— begin —

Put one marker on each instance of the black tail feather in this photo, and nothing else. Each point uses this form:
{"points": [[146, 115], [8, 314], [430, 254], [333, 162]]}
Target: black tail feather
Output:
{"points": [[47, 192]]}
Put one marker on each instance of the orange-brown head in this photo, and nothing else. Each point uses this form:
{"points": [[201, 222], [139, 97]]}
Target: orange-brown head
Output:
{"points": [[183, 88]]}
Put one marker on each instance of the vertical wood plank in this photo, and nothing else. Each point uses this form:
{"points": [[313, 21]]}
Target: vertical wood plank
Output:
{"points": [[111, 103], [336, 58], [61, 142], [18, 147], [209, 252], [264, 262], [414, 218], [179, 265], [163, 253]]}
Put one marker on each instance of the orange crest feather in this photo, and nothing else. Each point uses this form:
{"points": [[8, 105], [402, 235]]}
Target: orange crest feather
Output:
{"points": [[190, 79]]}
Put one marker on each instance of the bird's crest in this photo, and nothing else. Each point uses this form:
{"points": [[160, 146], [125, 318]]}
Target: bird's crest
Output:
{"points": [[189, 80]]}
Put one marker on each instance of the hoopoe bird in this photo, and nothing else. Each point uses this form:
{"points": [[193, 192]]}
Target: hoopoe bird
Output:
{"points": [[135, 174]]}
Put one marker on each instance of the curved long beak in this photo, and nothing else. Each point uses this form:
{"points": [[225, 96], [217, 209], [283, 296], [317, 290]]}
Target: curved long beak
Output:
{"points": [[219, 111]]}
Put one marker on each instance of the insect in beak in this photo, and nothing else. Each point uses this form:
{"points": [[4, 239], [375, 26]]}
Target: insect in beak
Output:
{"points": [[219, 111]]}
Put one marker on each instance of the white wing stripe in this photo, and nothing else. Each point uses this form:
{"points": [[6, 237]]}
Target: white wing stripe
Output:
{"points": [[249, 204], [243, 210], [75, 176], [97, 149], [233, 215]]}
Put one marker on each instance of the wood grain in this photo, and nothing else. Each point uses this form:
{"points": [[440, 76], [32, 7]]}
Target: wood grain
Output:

— end —

Arrange everything from the line containing "Put one marker on each instance of the insect" down to the end of the entries as a Markdown table with the columns Index and Text. Give each line its own numbered row, and leave out blank lines.

▸ Written response:
| Index | Text |
|---|---|
| 1 | Put one marker on each instance of the insect in beak in this photo, and nothing else. Each point uses this form: |
| 2 | {"points": [[4, 239], [375, 26]]} |
| 3 | Target: insect in beak |
| 4 | Output: |
| 5 | {"points": [[219, 111]]} |
| 6 | Put one marker on each instance of the white wing stripe in this photo, and nothing else. Each point uses this form: |
| 7 | {"points": [[6, 237]]} |
| 8 | Target: white wing stripe |
| 9 | Output: |
| 10 | {"points": [[249, 204], [243, 210], [75, 176], [97, 149], [233, 215]]} |
| 11 | Put one marker on each instance of the wood grain in this photo, and nothing else. Each point uses this form: |
| 12 | {"points": [[440, 76], [32, 7]]} |
| 13 | Target: wood grain |
| 14 | Output: |